--- Task to carry out ---
Reproduce every line of the rows below, requests included, multiplying each outline coordinate in the answers by 1.75 and rounding to whole numbers, with halves rounded up. Leave the wording of the requests as it is.

--- Items drawn from a data source ---
▽

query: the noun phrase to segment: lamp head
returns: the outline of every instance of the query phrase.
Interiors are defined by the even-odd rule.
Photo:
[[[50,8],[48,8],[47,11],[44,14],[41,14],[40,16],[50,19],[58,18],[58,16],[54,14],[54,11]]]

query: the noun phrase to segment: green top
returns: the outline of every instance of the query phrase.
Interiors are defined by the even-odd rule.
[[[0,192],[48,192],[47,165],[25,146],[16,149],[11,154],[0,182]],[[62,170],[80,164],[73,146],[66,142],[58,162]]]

△

--- Complete answer ---
query: the noun phrase to segment: lamp head
returns: the outline of every instance of the query phrase.
Interiors are defined by the even-odd rule.
Photo:
[[[88,14],[84,14],[82,19],[77,25],[72,25],[70,28],[88,33],[102,32],[102,28],[95,25],[95,19]]]

query: the noun phrase to segment: green top
returns: the outline of every instance of the query phrase.
Interiors are defined by the even-odd rule.
[[[0,336],[84,336],[82,289],[44,256],[28,261],[19,270],[0,319]],[[109,298],[140,287],[128,256],[116,249],[102,284]]]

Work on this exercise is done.